TEXT SECTION:
Friends help Detect Domestic Abuse
Updated: 19 hours ago
Eva was a spirited soul, happy and enthusiastic. But lately, she was going through withdrawal. Wherever I called her over for coffee or just a chat, she was hesitant. There was excitement in her voice initially when she received the invitation but there was always a second guess and a follow-up call where she made us excuses not to come.
We jokingly started to call her “The no-no girl” “ Plan Cancelling Conservative” etc. But something was always off. Right in front of our eyes, her demeanor sharted to alter. The colors changed and she gained a massive amount of weight. Once a fashion-forward girl, now was dull and gloomy with a hoodie and a pair of sweats wherever she went.
I and my best friend called her husband one day to invite them to a picnic. We called him separately but the conversation was almost identical. He was upset and irritated hearing of the invite. He mentioned that our friend Eva has no interest in socializing, and no matter how much he requested her to mingle she is the one who opts out.
This rang like an alarm, cause Eva would never say no to seeing us. Later that summer Eva was seen by another fiend mentioning that she was clad in all black with a scarf around her face. She came to her son’s school event for 30 mins and left in a hurry. There were bruises on her palms and on her fingers. I called Eva to ask about the incident, but she ignored my question repeatedly.
I got a call around 2 Am on October 11. That was the most nerve-wracking conversation one could possibly have. The man on the phone was a stranger and he called me as my number saying it was on the call list. I and my husband drove to the spot and found Eva crying and trembling. She was sitting in the parking lot with the security patrol beside her. She was not stable enough to speak.
After bringing her back to our house it took us 7 full days to get a coherent explanation of what was going on.
Abuse is not always physical. Emotional and mental abuse can suppress a human being and do massive damage. She went through strategized emotional abuse and was broken from inside. She lost the will to live and prolong. In the last stage came the physical abuse where she was pushed to her limits and she left home in the middle of the night.
Once a happy, youthful charming girl, now was a shattered human, losing self-esteem and hope. Years of mistreatment made her doubt herself and her abilities. Isolation and proving her as aloof, self-centered and unsocial made the issue go deeper.
One and a half years have passed since that day. Eva is now a business owner, running her shop and helping our in a local school, teaching designing to underprivileged children. She has her own one-bedroom apartment, divorced, happy and again smiling: - Comments Jean.

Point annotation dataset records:
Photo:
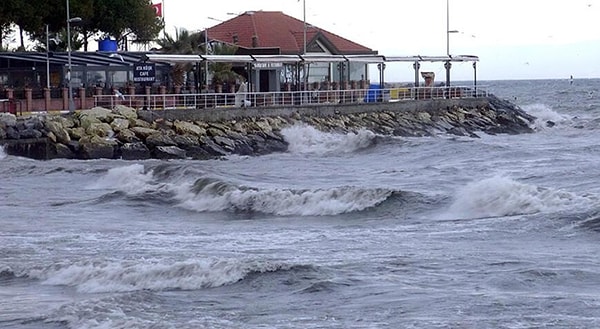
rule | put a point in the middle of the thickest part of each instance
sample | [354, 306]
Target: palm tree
[222, 73]
[184, 43]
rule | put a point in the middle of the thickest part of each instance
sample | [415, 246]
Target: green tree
[183, 43]
[132, 20]
[223, 72]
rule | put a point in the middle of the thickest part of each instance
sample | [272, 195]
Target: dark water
[342, 231]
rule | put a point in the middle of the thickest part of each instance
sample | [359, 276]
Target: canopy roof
[310, 58]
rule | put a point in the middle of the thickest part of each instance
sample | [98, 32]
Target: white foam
[129, 179]
[501, 196]
[303, 138]
[218, 196]
[544, 114]
[121, 276]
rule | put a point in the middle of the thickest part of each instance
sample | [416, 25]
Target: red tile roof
[274, 29]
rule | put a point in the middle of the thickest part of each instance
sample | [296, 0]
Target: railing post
[10, 93]
[163, 90]
[65, 94]
[82, 100]
[28, 100]
[147, 90]
[47, 99]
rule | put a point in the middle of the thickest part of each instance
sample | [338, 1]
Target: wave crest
[215, 195]
[125, 276]
[544, 115]
[303, 138]
[501, 196]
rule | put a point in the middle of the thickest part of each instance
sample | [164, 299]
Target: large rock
[188, 128]
[169, 152]
[135, 151]
[126, 112]
[95, 147]
[159, 139]
[61, 134]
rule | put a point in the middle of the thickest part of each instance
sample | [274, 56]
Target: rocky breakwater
[120, 133]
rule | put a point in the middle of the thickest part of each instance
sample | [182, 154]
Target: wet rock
[169, 152]
[135, 151]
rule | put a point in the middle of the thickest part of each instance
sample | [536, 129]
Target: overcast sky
[514, 39]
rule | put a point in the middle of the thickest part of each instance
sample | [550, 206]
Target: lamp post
[206, 61]
[448, 65]
[47, 57]
[69, 66]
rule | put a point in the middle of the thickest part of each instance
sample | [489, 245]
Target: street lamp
[69, 66]
[206, 60]
[448, 65]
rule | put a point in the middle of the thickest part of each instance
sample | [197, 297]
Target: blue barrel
[107, 45]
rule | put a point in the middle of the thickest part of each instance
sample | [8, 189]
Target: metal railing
[286, 98]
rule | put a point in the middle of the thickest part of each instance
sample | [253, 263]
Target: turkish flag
[158, 9]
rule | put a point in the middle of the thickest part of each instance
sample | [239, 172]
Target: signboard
[144, 72]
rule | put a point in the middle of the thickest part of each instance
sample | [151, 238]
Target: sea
[353, 230]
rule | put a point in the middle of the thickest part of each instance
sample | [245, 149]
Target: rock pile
[120, 133]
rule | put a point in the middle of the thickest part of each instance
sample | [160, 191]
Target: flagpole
[304, 13]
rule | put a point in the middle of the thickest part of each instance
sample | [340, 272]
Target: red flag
[158, 9]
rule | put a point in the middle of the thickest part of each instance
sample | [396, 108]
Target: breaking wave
[545, 115]
[99, 276]
[208, 194]
[303, 138]
[501, 196]
[214, 195]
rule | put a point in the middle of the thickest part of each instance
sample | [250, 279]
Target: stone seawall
[201, 134]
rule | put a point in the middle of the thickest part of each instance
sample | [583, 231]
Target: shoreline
[129, 134]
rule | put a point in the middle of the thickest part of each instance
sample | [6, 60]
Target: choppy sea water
[341, 231]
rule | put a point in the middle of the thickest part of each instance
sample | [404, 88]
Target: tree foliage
[122, 20]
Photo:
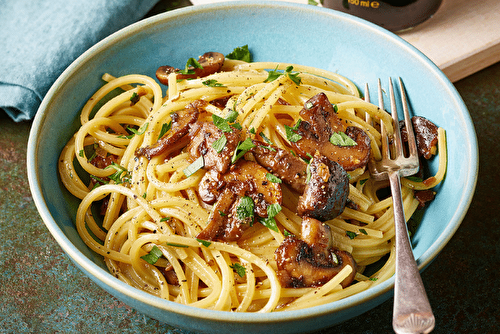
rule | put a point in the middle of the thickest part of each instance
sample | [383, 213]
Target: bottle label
[364, 3]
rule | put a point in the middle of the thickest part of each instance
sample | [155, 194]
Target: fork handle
[412, 311]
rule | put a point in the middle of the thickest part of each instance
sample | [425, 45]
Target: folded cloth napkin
[39, 39]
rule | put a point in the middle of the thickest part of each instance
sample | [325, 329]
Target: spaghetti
[151, 210]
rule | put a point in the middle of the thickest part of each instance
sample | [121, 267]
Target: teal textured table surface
[41, 291]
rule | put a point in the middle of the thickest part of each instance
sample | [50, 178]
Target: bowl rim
[104, 277]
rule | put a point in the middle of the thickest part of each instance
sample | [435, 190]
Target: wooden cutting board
[462, 38]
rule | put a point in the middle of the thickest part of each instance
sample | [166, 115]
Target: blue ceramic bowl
[292, 33]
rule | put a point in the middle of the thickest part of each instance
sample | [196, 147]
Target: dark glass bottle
[394, 15]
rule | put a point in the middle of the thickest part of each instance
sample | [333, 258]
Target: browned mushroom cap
[326, 193]
[319, 123]
[246, 178]
[288, 167]
[211, 62]
[176, 138]
[311, 261]
[426, 134]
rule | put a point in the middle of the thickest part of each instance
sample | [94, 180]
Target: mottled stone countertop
[41, 290]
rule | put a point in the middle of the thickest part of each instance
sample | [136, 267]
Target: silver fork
[412, 312]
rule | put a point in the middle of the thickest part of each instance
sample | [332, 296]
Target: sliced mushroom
[288, 167]
[311, 261]
[326, 193]
[319, 123]
[426, 134]
[176, 138]
[211, 62]
[246, 178]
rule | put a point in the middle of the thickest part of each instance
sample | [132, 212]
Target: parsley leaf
[269, 221]
[242, 148]
[341, 139]
[239, 269]
[351, 234]
[153, 255]
[414, 178]
[267, 140]
[191, 64]
[293, 76]
[232, 116]
[177, 245]
[245, 209]
[240, 53]
[164, 128]
[275, 74]
[204, 242]
[134, 98]
[221, 123]
[212, 83]
[219, 144]
[291, 135]
[122, 175]
[194, 167]
[273, 178]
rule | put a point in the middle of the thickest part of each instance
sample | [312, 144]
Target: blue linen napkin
[40, 38]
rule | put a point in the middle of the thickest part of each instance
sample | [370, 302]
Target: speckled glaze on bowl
[293, 33]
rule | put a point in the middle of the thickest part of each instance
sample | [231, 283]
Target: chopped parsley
[122, 175]
[138, 132]
[341, 139]
[269, 221]
[164, 129]
[239, 269]
[221, 123]
[291, 135]
[240, 53]
[275, 74]
[212, 83]
[351, 234]
[219, 144]
[242, 148]
[134, 98]
[414, 178]
[194, 167]
[273, 178]
[267, 140]
[232, 116]
[245, 209]
[204, 242]
[191, 64]
[153, 256]
[176, 245]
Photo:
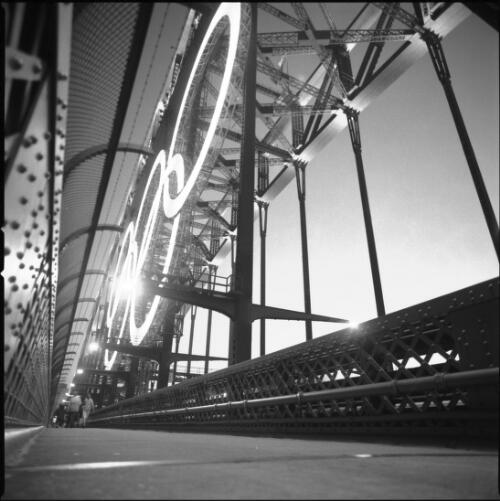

PROBLEMS TO WORK ON:
1. Answer these questions using the account of Eva above:
(a) At what time and on what date did the late-night phone call come?
(b) How many days passed before a coherent explanation was obtained?
(c) How much time has passed since the night of that call?
2. Select every line of the listing that contains the word "parsley".

ANSWERS TO THE EXERCISE:
1.
(a) Around 2 AM on October 11.
(b) Seven full days.
(c) One and a half years.

2.
Target: parsley leaf
Target: chopped parsley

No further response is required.